> Task goal: Render the data from its start through the line containing "x=364 y=159", inclusive, as a JSON list of strings with one string per line. Omit blank lines and leave the pictures out.

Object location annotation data
** start **
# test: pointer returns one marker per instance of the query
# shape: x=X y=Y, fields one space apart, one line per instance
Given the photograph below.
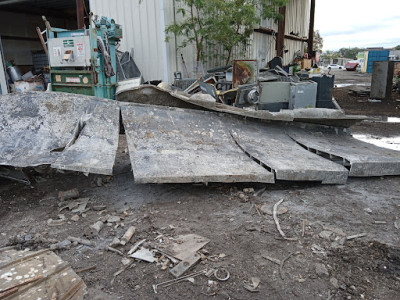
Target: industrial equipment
x=83 y=61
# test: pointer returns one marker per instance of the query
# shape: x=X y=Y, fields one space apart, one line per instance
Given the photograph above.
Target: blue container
x=376 y=55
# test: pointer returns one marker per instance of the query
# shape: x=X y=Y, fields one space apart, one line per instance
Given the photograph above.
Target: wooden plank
x=274 y=148
x=173 y=145
x=38 y=275
x=364 y=159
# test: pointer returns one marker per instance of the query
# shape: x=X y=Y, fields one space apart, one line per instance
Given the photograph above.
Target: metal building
x=144 y=23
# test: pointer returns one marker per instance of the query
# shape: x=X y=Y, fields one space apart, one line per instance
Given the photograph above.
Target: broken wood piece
x=185 y=264
x=56 y=277
x=86 y=269
x=274 y=260
x=81 y=241
x=351 y=237
x=274 y=213
x=250 y=288
x=94 y=229
x=82 y=205
x=183 y=245
x=144 y=254
x=19 y=285
x=70 y=194
x=217 y=274
x=380 y=222
x=176 y=280
x=108 y=248
x=128 y=235
x=136 y=246
x=115 y=242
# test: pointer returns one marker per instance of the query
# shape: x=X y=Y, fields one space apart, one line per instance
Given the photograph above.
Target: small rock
x=321 y=270
x=368 y=210
x=248 y=190
x=334 y=282
x=65 y=244
x=115 y=242
x=242 y=196
x=56 y=222
x=397 y=224
x=327 y=235
x=268 y=209
x=99 y=181
x=113 y=219
x=126 y=261
x=99 y=207
x=75 y=218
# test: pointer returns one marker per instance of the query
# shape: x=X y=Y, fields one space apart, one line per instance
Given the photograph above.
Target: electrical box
x=303 y=94
x=69 y=51
x=274 y=95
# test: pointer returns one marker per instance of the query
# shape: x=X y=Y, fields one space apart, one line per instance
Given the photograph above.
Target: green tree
x=328 y=54
x=221 y=22
x=318 y=41
x=350 y=52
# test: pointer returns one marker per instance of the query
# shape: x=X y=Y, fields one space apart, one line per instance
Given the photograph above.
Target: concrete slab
x=148 y=94
x=173 y=145
x=362 y=158
x=289 y=161
x=67 y=131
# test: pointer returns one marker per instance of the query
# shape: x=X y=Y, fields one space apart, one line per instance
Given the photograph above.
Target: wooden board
x=173 y=145
x=362 y=158
x=37 y=128
x=37 y=275
x=289 y=161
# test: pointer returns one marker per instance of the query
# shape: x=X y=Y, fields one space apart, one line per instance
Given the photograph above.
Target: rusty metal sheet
x=362 y=158
x=173 y=145
x=35 y=275
x=289 y=161
x=67 y=131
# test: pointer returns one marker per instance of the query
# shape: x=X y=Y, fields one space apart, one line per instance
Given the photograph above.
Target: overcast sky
x=358 y=23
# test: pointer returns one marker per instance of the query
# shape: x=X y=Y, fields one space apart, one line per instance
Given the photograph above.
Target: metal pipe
x=80 y=14
x=310 y=43
x=280 y=41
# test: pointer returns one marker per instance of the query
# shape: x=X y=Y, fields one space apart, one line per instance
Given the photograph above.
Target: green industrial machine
x=83 y=61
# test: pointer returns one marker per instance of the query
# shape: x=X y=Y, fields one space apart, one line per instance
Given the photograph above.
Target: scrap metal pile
x=244 y=85
x=211 y=143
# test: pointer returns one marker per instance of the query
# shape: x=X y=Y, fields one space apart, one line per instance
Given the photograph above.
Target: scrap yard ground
x=342 y=239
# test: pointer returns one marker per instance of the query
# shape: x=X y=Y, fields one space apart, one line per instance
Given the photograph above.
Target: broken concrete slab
x=66 y=131
x=272 y=147
x=173 y=145
x=38 y=275
x=362 y=158
x=148 y=94
x=182 y=245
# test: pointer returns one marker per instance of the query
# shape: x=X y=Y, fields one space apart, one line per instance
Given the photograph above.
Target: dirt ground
x=319 y=260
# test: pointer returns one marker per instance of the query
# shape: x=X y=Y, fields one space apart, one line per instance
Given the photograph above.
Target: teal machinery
x=83 y=61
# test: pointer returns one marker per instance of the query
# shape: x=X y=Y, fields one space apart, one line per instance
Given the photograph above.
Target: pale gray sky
x=358 y=23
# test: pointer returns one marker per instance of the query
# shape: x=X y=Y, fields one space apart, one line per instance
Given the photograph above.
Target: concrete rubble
x=178 y=145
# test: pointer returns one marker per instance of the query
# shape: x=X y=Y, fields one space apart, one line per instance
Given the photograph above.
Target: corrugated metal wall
x=144 y=25
x=143 y=32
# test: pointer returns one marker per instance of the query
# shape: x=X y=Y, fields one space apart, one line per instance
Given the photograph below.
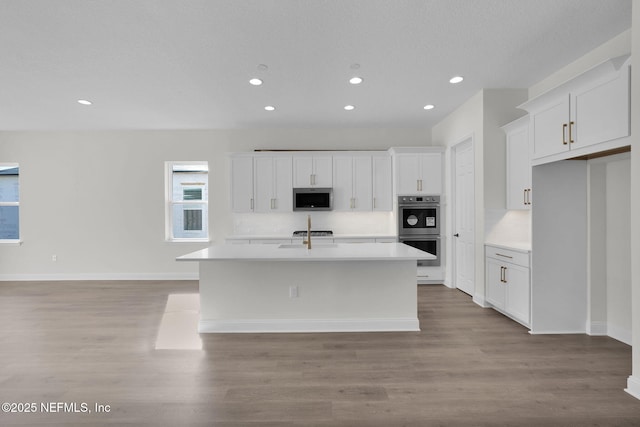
** end **
> Response to the exercise:
[
  "# test: pointer returns one marker per instance of the query",
  "# shape: x=X y=Y, fields one space apart, one line per instance",
  "Given the photograph below.",
  "Target: industrial equipment",
  "x=83 y=61",
  "# test: pointer returns one marker per instance of the query",
  "# shape: x=X y=Y, fields one space apart, one line per instance",
  "Given the photograph above.",
  "Target: blue container",
  "x=376 y=55",
  "# test: pointer returns one marker per instance of the query",
  "# shape: x=X y=Y, fields one space apart, one line per instance",
  "Given the photograph above.",
  "Target: wooden plank",
  "x=274 y=148",
  "x=173 y=145",
  "x=38 y=275",
  "x=364 y=159"
]